# Testo di partenza
Il 2020 sarà ricordato come l’anno del Coronavirus. E con tutto quello che ne consegue: il lockdown, la crisi economica, la cassa integrazione e la perdita di lavoro per tanti liberi professionisti.
Centinaia di migliaia di lavoratori sono state obbligati, mentre l’Italia si bloccava, a fermarsi. E poi a ripartire a fatica. I più fortunati hanno ripreso, seppure lentamente. In tanti, invece, non ce l’hanno fatta: stiamo parlando, ad esempio, di chi gestiva un’attività commerciale legata a beni non primari, di rappresentanti, di commessi. La crisi non ha risparmiato i professionisti laureati. Nemmeno gli avvocati.

# Compito 1
Secondo il testo sul 2020, come sarà ricordato quell'anno?
# Compito 2
Riporta dal testo sul 2020 il brano che comincia con "Centinaia di migliaia" e prosegue fino a "Nemmeno gli avvocati.".
# Compito 3
Riscrivi in forma più breve il paragrafo del testo sul 2020 che inizia con "Centinaia di migliaia di lavoratori", mantenendo i fatti principali.
Le righe non servono per svolgere i compiti.

# Estratti delle righe
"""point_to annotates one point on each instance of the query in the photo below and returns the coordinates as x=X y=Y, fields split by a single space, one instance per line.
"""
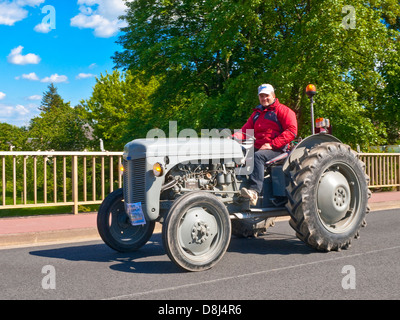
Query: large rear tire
x=115 y=227
x=197 y=231
x=328 y=196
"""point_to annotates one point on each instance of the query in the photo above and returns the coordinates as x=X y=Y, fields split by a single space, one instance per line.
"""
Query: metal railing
x=383 y=169
x=43 y=179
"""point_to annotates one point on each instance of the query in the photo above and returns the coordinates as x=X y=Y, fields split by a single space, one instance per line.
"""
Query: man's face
x=266 y=99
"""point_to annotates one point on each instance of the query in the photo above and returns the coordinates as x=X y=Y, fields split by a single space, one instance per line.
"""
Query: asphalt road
x=275 y=266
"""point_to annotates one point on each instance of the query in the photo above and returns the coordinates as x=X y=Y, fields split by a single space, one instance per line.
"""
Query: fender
x=308 y=143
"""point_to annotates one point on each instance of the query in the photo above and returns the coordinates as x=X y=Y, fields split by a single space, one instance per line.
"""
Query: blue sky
x=67 y=42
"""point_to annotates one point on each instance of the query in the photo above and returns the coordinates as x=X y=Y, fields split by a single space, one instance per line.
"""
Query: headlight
x=158 y=169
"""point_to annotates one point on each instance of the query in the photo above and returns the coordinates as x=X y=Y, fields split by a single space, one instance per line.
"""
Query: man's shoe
x=250 y=194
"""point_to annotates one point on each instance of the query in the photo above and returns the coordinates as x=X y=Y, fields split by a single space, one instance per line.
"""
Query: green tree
x=211 y=56
x=119 y=109
x=12 y=136
x=58 y=127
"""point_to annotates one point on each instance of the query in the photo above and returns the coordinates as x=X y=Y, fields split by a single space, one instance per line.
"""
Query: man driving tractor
x=275 y=126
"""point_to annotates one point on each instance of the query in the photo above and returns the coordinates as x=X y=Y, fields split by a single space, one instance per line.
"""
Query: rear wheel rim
x=338 y=197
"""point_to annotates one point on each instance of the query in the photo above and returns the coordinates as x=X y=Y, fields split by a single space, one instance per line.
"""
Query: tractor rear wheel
x=328 y=196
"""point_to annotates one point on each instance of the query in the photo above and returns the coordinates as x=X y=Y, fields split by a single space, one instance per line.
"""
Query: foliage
x=58 y=127
x=12 y=136
x=210 y=56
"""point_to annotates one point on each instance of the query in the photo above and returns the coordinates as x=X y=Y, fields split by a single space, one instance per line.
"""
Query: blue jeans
x=256 y=178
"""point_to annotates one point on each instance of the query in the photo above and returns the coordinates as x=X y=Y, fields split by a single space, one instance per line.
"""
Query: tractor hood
x=212 y=148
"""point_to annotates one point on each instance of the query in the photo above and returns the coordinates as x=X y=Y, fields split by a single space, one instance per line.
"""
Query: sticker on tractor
x=135 y=213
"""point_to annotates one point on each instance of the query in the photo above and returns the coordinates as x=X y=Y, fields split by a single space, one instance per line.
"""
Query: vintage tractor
x=192 y=187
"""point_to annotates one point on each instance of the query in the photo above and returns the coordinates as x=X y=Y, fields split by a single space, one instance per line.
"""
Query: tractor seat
x=277 y=159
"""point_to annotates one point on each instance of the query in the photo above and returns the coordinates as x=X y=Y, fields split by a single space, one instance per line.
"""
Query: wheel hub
x=333 y=197
x=197 y=231
x=200 y=232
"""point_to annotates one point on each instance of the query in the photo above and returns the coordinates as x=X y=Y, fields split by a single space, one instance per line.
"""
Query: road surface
x=275 y=266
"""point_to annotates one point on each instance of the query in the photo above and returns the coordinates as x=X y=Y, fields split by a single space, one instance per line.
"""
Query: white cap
x=265 y=88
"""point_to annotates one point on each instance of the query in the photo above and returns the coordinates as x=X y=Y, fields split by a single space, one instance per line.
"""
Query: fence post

# Risposta 1
Come l'anno del Coronavirus.

# Risposta 2
Centinaia di migliaia di lavoratori sono state obbligati, mentre l’Italia si bloccava, a fermarsi. E poi a ripartire a fatica. I più fortunati hanno ripreso, seppure lentamente. In tanti, invece, non ce l’hanno fatta: stiamo parlando, ad esempio, di chi gestiva un’attività commerciale legata a beni non primari, di rappresentanti, di commessi. La crisi non ha risparmiato i professionisti laureati. Nemmeno gli avvocati.

# Risposta 3
Con il blocco dell'Italia, centinaia di migliaia di lavoratori hanno dovuto fermarsi e poi ripartire a fatica. I più fortunati hanno ripreso, anche se lentamente. Molti invece non ce l'hanno fatta, come chi gestiva attività commerciali di beni non primari, i rappresentanti e i commessi. La crisi ha colpito anche i professionisti laureati, avvocati compresi.